* Instructions for the task *
Print exactly the lines below between the line holding "Highlight illuminated clock dial." and the line holding "Highlight black fedora hat.", inclusive, and nothing more.

——————

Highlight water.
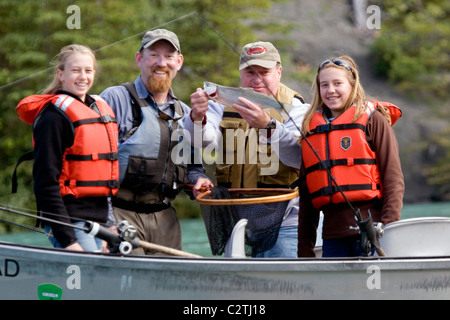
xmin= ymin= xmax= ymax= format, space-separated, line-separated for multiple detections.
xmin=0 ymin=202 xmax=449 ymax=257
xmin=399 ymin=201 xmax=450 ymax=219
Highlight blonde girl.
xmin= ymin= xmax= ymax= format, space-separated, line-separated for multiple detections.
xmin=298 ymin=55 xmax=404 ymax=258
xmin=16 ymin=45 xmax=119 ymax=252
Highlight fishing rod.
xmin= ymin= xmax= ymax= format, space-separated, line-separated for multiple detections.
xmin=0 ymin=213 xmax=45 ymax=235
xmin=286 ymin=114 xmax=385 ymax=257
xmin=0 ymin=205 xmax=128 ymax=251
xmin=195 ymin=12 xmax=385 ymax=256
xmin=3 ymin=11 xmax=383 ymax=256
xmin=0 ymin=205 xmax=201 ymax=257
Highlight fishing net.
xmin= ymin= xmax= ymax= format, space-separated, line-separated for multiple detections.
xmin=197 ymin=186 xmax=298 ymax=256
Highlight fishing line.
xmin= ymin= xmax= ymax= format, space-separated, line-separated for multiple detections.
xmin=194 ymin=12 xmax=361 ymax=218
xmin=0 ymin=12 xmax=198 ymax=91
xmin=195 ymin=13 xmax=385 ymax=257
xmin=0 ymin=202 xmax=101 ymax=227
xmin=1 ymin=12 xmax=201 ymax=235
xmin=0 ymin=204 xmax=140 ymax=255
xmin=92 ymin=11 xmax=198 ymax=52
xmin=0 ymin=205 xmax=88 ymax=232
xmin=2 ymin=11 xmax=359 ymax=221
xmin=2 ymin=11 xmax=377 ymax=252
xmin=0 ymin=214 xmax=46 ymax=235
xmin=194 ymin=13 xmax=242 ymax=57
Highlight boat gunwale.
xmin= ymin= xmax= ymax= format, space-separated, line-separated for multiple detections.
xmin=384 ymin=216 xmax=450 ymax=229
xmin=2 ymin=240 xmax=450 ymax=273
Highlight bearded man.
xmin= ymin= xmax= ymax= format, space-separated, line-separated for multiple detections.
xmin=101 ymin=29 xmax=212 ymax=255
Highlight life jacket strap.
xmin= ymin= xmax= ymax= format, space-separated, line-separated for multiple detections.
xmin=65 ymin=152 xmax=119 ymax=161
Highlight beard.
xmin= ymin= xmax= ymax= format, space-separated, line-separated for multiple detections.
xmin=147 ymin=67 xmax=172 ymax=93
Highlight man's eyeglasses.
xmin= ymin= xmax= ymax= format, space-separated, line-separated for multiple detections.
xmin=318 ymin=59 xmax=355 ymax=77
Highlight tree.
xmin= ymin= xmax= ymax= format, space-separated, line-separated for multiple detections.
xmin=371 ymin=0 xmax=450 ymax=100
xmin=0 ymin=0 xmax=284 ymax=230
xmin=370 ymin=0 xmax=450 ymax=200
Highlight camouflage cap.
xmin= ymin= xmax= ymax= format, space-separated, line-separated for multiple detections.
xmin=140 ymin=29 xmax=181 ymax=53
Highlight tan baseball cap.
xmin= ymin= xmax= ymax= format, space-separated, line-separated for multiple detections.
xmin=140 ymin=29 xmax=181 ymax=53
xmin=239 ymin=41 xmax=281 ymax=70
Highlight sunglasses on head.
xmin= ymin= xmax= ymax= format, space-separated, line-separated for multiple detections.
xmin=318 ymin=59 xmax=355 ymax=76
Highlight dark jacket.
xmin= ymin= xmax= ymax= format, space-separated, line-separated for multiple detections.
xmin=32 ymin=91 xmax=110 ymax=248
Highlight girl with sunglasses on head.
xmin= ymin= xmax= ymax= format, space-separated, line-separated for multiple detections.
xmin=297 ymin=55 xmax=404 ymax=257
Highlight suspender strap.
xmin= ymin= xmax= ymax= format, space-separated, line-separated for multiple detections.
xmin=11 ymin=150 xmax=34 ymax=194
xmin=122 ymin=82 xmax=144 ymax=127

——————

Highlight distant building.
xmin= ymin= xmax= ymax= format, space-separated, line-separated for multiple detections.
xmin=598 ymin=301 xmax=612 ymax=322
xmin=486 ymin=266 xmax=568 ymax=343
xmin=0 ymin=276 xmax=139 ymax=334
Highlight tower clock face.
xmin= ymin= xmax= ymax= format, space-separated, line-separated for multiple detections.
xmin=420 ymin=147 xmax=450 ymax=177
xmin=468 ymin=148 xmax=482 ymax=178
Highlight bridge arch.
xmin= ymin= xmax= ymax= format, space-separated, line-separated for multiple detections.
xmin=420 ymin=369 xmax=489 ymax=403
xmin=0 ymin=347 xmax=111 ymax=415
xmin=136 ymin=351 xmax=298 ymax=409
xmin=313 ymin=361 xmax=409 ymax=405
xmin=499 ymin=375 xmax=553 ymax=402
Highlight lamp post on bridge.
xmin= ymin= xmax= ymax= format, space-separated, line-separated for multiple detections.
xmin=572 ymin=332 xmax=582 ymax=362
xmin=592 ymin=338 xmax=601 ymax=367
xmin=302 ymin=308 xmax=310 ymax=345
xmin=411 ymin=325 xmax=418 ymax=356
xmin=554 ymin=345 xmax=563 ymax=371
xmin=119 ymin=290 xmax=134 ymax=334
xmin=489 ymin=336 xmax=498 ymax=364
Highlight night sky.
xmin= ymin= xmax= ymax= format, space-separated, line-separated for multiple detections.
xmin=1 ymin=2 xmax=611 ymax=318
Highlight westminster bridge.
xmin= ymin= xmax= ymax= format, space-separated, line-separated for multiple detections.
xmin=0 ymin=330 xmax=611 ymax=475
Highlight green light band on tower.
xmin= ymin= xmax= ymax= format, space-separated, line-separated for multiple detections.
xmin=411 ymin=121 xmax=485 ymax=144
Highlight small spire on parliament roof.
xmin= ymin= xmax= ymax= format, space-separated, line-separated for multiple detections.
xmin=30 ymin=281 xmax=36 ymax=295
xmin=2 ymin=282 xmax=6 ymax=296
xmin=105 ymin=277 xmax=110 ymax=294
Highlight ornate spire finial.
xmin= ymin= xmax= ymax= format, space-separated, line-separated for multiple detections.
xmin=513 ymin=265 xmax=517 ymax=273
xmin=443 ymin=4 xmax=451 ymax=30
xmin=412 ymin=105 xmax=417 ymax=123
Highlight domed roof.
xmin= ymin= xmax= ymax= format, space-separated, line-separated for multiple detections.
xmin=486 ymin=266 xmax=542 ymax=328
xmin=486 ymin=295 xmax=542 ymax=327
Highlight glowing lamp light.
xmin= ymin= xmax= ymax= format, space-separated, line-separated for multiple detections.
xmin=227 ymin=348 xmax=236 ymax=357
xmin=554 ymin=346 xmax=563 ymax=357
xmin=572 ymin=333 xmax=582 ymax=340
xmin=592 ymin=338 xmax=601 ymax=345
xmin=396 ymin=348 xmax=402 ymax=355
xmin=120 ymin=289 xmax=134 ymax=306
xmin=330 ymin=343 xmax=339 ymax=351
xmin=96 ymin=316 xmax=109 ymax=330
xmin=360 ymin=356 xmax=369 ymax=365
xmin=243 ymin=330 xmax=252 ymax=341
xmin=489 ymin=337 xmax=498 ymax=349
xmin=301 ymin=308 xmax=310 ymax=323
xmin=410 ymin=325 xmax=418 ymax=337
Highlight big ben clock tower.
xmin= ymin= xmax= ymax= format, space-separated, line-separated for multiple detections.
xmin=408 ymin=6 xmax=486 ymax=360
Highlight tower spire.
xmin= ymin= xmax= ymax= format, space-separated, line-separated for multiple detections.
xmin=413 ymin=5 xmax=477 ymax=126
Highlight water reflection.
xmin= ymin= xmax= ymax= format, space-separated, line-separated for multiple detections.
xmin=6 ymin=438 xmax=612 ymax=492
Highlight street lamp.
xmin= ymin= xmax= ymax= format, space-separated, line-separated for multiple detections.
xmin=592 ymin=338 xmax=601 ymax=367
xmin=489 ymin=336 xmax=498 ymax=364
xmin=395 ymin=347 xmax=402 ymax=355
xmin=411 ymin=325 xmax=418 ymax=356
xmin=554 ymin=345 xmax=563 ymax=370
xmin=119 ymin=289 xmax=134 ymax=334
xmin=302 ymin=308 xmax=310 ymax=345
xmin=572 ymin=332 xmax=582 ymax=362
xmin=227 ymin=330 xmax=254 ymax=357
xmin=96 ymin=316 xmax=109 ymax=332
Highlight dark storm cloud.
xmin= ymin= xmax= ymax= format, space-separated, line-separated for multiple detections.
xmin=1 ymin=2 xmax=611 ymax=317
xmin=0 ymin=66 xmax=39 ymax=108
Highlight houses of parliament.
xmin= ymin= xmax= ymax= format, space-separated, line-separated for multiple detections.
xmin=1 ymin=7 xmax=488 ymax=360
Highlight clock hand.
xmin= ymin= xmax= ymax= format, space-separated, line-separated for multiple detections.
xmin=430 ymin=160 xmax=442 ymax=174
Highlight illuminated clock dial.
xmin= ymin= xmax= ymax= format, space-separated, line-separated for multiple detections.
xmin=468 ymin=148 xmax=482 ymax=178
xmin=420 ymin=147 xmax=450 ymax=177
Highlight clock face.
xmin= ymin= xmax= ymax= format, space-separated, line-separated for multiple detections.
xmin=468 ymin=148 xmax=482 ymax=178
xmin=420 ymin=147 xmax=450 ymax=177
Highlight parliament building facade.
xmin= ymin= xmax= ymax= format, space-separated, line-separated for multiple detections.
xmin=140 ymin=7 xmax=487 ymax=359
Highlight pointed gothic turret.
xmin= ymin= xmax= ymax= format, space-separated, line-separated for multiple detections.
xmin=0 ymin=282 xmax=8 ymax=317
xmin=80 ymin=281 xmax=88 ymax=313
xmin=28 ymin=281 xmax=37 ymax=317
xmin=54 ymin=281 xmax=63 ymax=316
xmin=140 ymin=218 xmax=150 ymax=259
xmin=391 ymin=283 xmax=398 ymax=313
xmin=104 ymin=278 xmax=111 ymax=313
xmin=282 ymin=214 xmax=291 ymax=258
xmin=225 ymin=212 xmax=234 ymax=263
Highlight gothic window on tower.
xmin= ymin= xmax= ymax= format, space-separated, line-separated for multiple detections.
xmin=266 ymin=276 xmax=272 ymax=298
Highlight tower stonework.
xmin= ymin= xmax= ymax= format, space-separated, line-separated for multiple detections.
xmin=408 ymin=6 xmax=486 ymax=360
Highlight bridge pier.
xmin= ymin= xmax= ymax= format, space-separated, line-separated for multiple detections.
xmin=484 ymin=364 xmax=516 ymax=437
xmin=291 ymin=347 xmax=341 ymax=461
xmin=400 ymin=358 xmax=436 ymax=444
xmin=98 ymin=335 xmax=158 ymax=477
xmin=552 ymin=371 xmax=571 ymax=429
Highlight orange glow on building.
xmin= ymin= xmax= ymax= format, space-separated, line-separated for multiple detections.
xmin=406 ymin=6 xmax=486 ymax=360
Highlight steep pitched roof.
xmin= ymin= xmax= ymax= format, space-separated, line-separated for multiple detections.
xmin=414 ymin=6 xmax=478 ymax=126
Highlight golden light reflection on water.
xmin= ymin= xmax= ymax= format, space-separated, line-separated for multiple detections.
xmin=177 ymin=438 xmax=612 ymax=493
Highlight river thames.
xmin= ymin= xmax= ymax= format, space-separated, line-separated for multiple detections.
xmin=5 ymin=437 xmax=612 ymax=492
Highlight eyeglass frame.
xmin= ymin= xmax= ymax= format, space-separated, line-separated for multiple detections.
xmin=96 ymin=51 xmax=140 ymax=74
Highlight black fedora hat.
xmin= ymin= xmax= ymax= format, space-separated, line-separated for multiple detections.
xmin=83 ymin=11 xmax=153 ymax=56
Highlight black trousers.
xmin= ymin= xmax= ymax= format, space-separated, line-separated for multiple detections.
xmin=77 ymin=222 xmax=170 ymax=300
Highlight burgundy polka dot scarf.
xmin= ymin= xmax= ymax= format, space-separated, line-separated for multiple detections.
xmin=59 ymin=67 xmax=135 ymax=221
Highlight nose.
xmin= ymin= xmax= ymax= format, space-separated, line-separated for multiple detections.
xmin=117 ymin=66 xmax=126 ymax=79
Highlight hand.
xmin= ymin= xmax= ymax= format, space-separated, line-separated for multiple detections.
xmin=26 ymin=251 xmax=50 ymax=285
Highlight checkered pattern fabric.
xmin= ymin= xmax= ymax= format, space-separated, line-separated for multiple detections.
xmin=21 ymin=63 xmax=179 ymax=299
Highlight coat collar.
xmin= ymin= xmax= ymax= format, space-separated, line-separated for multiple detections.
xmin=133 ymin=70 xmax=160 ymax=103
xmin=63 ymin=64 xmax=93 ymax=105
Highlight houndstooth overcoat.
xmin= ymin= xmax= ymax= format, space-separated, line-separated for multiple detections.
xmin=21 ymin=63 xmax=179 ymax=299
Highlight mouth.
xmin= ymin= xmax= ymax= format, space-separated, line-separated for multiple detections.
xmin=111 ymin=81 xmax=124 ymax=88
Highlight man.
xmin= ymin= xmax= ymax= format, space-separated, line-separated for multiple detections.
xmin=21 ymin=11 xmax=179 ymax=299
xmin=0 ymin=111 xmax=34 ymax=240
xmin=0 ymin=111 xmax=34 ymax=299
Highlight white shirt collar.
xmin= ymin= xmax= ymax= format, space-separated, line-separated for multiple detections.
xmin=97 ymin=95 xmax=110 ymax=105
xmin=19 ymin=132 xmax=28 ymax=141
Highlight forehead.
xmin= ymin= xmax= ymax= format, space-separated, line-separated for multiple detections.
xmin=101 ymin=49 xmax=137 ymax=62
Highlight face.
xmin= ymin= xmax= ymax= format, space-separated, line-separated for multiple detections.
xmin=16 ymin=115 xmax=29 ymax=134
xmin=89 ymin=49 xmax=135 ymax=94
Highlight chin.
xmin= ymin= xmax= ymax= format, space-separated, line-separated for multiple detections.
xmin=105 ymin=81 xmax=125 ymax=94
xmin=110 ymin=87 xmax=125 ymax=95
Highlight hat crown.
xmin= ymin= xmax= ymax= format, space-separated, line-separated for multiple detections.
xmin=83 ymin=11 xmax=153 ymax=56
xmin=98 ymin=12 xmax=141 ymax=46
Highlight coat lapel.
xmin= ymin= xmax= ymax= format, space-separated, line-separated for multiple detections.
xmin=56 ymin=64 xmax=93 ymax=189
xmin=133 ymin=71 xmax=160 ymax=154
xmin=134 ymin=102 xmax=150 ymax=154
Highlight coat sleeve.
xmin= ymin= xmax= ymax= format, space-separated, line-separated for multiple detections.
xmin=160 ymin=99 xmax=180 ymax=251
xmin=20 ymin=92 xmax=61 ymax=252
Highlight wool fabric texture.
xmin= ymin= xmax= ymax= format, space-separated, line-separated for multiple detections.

——————

* Completed exercise *
Highlight illuminated clock dial.
xmin= ymin= xmax= ymax= format, space-separated, line-separated for multiple detections.
xmin=468 ymin=148 xmax=482 ymax=178
xmin=420 ymin=147 xmax=450 ymax=177
Highlight clock face.
xmin= ymin= xmax= ymax= format, space-separated, line-separated for multiple detections.
xmin=468 ymin=148 xmax=482 ymax=178
xmin=420 ymin=147 xmax=450 ymax=177
Highlight parliament building facade.
xmin= ymin= xmax= ymax= format, space-separated, line-separated for multiple detections.
xmin=140 ymin=7 xmax=487 ymax=359
Highlight pointed gothic turret.
xmin= ymin= xmax= ymax= format, space-separated, line-separated for multiple detections.
xmin=0 ymin=282 xmax=8 ymax=317
xmin=80 ymin=281 xmax=88 ymax=313
xmin=28 ymin=281 xmax=37 ymax=317
xmin=54 ymin=281 xmax=63 ymax=316
xmin=140 ymin=218 xmax=150 ymax=259
xmin=391 ymin=283 xmax=398 ymax=313
xmin=104 ymin=278 xmax=111 ymax=313
xmin=282 ymin=214 xmax=291 ymax=258
xmin=225 ymin=212 xmax=234 ymax=263
Highlight gothic window on tower.
xmin= ymin= xmax= ymax= format, space-separated, line-separated for multiple detections.
xmin=266 ymin=276 xmax=272 ymax=298
Highlight tower stonework.
xmin= ymin= xmax= ymax= format, space-separated, line-separated for multiple detections.
xmin=408 ymin=6 xmax=486 ymax=360
Highlight bridge pier.
xmin= ymin= xmax= ymax= format, space-separated, line-separated for multiple detections.
xmin=484 ymin=364 xmax=516 ymax=437
xmin=291 ymin=347 xmax=341 ymax=461
xmin=400 ymin=358 xmax=436 ymax=444
xmin=98 ymin=335 xmax=158 ymax=477
xmin=552 ymin=371 xmax=571 ymax=429
Highlight orange glow on building.
xmin= ymin= xmax= ymax= format, space-separated, line-separated for multiple detections.
xmin=406 ymin=6 xmax=486 ymax=360
Highlight steep pitched roof.
xmin= ymin= xmax= ymax= format, space-separated, line-separated for multiple detections.
xmin=414 ymin=6 xmax=478 ymax=126
Highlight golden light reflection on water.
xmin= ymin= xmax= ymax= format, space-separated, line-separated for multiple detections.
xmin=177 ymin=438 xmax=612 ymax=493
Highlight river thames.
xmin= ymin= xmax= ymax= format, space-separated, line-separated for multiple detections.
xmin=5 ymin=437 xmax=612 ymax=492
Highlight eyeglass frame.
xmin= ymin= xmax= ymax= format, space-separated, line-separated for multiple detections.
xmin=96 ymin=51 xmax=140 ymax=74
Highlight black fedora hat.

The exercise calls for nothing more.